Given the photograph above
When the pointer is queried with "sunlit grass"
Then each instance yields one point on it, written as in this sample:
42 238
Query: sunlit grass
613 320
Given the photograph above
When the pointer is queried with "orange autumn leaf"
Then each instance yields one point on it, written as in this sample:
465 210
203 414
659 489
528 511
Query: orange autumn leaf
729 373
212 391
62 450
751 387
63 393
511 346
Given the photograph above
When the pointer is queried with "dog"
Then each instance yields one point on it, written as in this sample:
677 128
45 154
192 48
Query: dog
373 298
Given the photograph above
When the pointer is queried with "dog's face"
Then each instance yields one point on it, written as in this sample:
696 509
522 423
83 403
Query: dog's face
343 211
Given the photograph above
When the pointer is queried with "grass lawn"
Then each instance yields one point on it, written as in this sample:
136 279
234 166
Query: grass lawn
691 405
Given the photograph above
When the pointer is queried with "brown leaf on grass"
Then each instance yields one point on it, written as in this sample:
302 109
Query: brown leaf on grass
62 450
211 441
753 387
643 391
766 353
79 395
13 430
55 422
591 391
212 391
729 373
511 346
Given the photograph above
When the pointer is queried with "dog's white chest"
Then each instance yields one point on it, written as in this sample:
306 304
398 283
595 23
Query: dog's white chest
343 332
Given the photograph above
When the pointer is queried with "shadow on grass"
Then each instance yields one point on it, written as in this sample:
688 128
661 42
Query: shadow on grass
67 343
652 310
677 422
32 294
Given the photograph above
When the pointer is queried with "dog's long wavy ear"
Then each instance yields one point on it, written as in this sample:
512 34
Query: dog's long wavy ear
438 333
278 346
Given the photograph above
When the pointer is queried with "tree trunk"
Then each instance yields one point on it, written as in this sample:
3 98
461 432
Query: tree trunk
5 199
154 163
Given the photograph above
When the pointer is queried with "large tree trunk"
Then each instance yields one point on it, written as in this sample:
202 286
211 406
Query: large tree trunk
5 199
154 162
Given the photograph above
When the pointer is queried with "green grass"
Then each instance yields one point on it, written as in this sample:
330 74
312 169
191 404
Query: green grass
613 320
==*==
Set down the listing above in full, please, exactly as it appears.

FINISHED ANSWER:
Given the photograph above
When the pointer is queried with "sunlit grass"
Then each instance yields one point on it, written as in this sample:
42 238
Query: sunlit grass
613 320
Given the photograph above
When the pointer is queried with "orange autumn leaf"
Then each instance yields one point on it, written as in this sample:
465 210
203 414
659 489
528 511
Query: orange autumn leaf
729 373
212 391
62 450
751 387
63 393
511 346
Given the photograph above
When the pointer is queried with "dog"
Then each instance yields one point on it, written as in this sample:
677 128
45 154
192 48
Query: dog
373 298
Given the photograph above
When the pointer is queried with "dog's face"
Then each instance yields one point on it, written as in this sample:
696 509
522 423
83 403
Query: dog's face
343 211
Given the photograph above
When the pointer is queried with "grass lawn"
Then each instance yields one point on it, written as in this sample:
136 279
234 166
Query: grass lawn
691 405
Given the photograph above
When the pointer is queried with "brown leaf on grass"
Then each instance yields one point on it, written as in this sample:
302 109
Query: brown leaf on grass
62 450
211 441
753 387
643 391
766 353
79 395
13 430
55 422
591 391
212 391
729 373
511 346
Given the photograph above
When the pointer is queried with "dog's white chest"
Then each instance yields one point on it, written as in this sample:
306 304
398 283
595 23
Query: dog's white chest
343 332
Given the photograph above
When the pointer is queried with "shadow on grass"
Then each instance yields one point on it, written as in this sample:
688 128
661 42
Query: shadow on grass
67 343
652 310
677 422
32 294
Given the photograph above
When the pointer is queried with "dog's long wavy ear"
Then each instance yields one point on it, written as in this sample:
512 34
Query: dog's long wavy ear
438 333
278 346
Given the photograph above
When the pointer is queried with "tree trunk"
Then each instance yields one point on it, written as in this sample:
3 98
461 432
Query: tree trunk
5 199
154 163
Given the photograph above
When the pointer is queried with "large tree trunk"
Then each instance yields one point on it, written as in this sample:
202 286
211 406
Query: large tree trunk
5 199
154 162
Given the photograph above
When the pointer is queried with "green grass"
Then each instance yields one point on it, written as in this sample:
330 74
312 169
191 404
Query: green grass
613 320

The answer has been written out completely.